- ЧТО СДЕЛАТЬ
(1) Ответьте по тексту о Павле Филонове:
(a) Сколько дней Ленинград провёл в окружении?
(b) Когда умер Филонов?
(c) Как Филонов называл картины, которым не давал названий?
(2) Продолжите текст о Павле Филонове, начав сразу после его последнего предложения.

- ПРЕДЛОЖЕННЫЙ ТЕКСТ
....

Ровно 80 лет назад, 27 января 1944 года, Ленинград был полностью освобождён от фашистской блокады. 872 дня город провёл в окружении, потеряв более миллиона жителей.
Одним из этого миллиона был художник Павел Филонов, умерший в своей каморке от голода и холода в декабре 1941 года.
Он умер среди своих картин, которые уже тогда стоили миллионы. Но Филонов отказывался продавать их за границу и частным коллекционерам, потому что считал, что он творит не живопись, а пророчества для будущих поколений, поэтому его картины должны навсегда остаться собственностью народа.
Основатель русского авангарда, которого современники называли гением, сумасшедшим бунтарём и шарлатаном, всю жизнь жил в нищете, потому что считал, что материальные заботы отсекают его от главного – от делания картин. Он так и ушёл из жизни – неразгаданным пророком, творящим для будущего. Его творчество повлияло на развитие всего мирового искусства, но долгие годы его картины были никому не известны.
Но, может быть, просто ещё не пришло время понять Филонова?
* * *
Больше всего на свете Павел Филонов не любил объяснять своих картин. Все вопросы отклонялись учтиво, но сухо: всё же и так понятно, смотрите лучше.
Филонов подчас даже не утруждал себя давать названий своим картинам, называя их просто: большая картина, маленькая картина, композиция. По большому счёту, большая часть названий полотен Филонова придумана его критиками. Тот не возражал: это же и была подлинная сила искусства, когда полотна получали способность жить и развиваться в ногу с эпохой или же, напротив, смещаться в иной смысловой пласт.

....

[Фрагменты набора данных с разметкой местоположений]
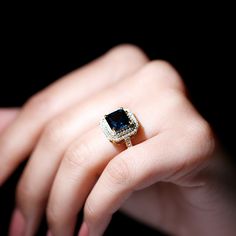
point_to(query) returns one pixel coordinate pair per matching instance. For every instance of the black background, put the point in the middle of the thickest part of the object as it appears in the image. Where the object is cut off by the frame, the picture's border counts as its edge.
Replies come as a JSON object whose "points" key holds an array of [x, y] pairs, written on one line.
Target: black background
{"points": [[39, 46]]}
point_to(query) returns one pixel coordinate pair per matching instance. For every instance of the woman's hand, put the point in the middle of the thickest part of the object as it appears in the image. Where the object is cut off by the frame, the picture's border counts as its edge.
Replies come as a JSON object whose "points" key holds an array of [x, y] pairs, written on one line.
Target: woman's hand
{"points": [[72, 164]]}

....

- ОТВЕТЫ ПО ЗАДАНИЯМ
(1)
(a) 872 дня.
(b) В декабре 1941 года.
(c) Просто «большая картина», «маленькая картина», «композиция».

(2)
Такими же молчунами была и его свита – «филоновцы». Один из художников писал: «Перед грандиозными панно Филонова прохаживались какие-то весьма странные молодые люди, как потом выяснилось, „филоновцы“. Небритые и нечёсаные, в рваных пиджаках и пёстрых, но грязных кашне, небрежно перекинутых через плечо, они явно были преисполнены величайшего высокомерия. Немногочисленные посетители несмело вступали с ними в пререкания, неизменно начиная с вопроса: „А что это, собственно, значит?“ Молодые люди отвечали снисходительными улыбочками, недоумённым пожатием плеч и переглядыванием…».
* * *
Филонов неохотно рассказывал и о своём детстве. Для своей первой выставки Павел Николаевич сам написал автобиографический очерк, в котором о своей семье рассказал в самых общих выражениях: «Родился в 1883 г. в Москве. Родители – мещане г. Рязани. Мать брала в стирку бельё. Отец был кучером, затем, недолго, извозчиком. Рисовать начал с 3–4-летнего возраста. С 5–6 до 11 лет был танцором и плясуном московских театров: Корш, Лентовского, Соколовского. Также для заработка вышивал крестиком, как и сёстры, полотенца, скатерти…»
Его младшая сестра Евдокия Филонова годы спустя вспоминала: «Семья наша была очень бедная, многодетная рабочая семья. Жили мы в Москве.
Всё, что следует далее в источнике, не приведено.